* WORK REQUEST
An unaltered copy of the listing below is required.

* TASK MATERIAL
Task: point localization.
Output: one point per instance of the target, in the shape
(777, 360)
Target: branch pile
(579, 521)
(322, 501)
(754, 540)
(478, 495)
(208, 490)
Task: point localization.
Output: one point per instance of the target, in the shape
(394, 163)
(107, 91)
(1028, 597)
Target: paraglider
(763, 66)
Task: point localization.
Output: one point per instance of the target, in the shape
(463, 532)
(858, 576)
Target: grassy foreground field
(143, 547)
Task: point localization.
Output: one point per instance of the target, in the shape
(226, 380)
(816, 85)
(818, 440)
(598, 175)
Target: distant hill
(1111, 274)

* TASK RESULT
Task: point localization.
Output: one point per instance of the target, in the shape
(777, 360)
Target: branch pile
(579, 521)
(322, 501)
(754, 540)
(478, 495)
(208, 490)
Task: point localization.
Output: one point per instance of the target, in the shape
(394, 163)
(107, 91)
(1028, 597)
Target: paraglider
(763, 66)
Task: point localization.
Output: one point per instance of the target, in the shape
(463, 532)
(858, 576)
Target: grassy foreground field
(143, 547)
Task: point localization.
Output: one point per instance of the target, in the shape
(226, 380)
(816, 85)
(818, 440)
(598, 175)
Target: distant hill
(1111, 274)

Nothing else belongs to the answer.